-- The exercise --
Rewrite the items from the line containing "white bollard, where" through the end of the items, inclusive, switching "cab door" to "driver door" and leaving everything else unchanged.

-- Information given --
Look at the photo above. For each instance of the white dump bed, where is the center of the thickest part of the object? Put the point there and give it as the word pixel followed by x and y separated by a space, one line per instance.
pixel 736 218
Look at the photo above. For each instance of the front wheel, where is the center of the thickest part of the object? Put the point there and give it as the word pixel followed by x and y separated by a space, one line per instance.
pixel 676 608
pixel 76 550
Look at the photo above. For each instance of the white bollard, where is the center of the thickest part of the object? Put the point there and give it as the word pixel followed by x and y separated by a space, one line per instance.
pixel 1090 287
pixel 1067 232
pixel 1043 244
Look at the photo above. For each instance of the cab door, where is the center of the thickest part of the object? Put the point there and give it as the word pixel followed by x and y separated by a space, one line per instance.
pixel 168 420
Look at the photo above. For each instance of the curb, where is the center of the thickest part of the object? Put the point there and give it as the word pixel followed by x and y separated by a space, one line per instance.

-- Task result --
Look at the photo above. For each instance of the white bollard, where is the center of the thickest part of the object? Put the point there and give it as the word pixel followed by x and y separated by a space, one line per instance.
pixel 1090 287
pixel 1067 232
pixel 1043 244
Look at the photo above. For each instance of the driver door, where is the center of the thickest part of the object? Put the point there and give it as the word pixel followed by x and y separated by a space, one line per instance.
pixel 168 420
Look at the photo above. For each instance of the curb, where is the center of the thickest part of the object? Put the point there and give it as the word pixel followed by x and y separated by a space, one line per instance.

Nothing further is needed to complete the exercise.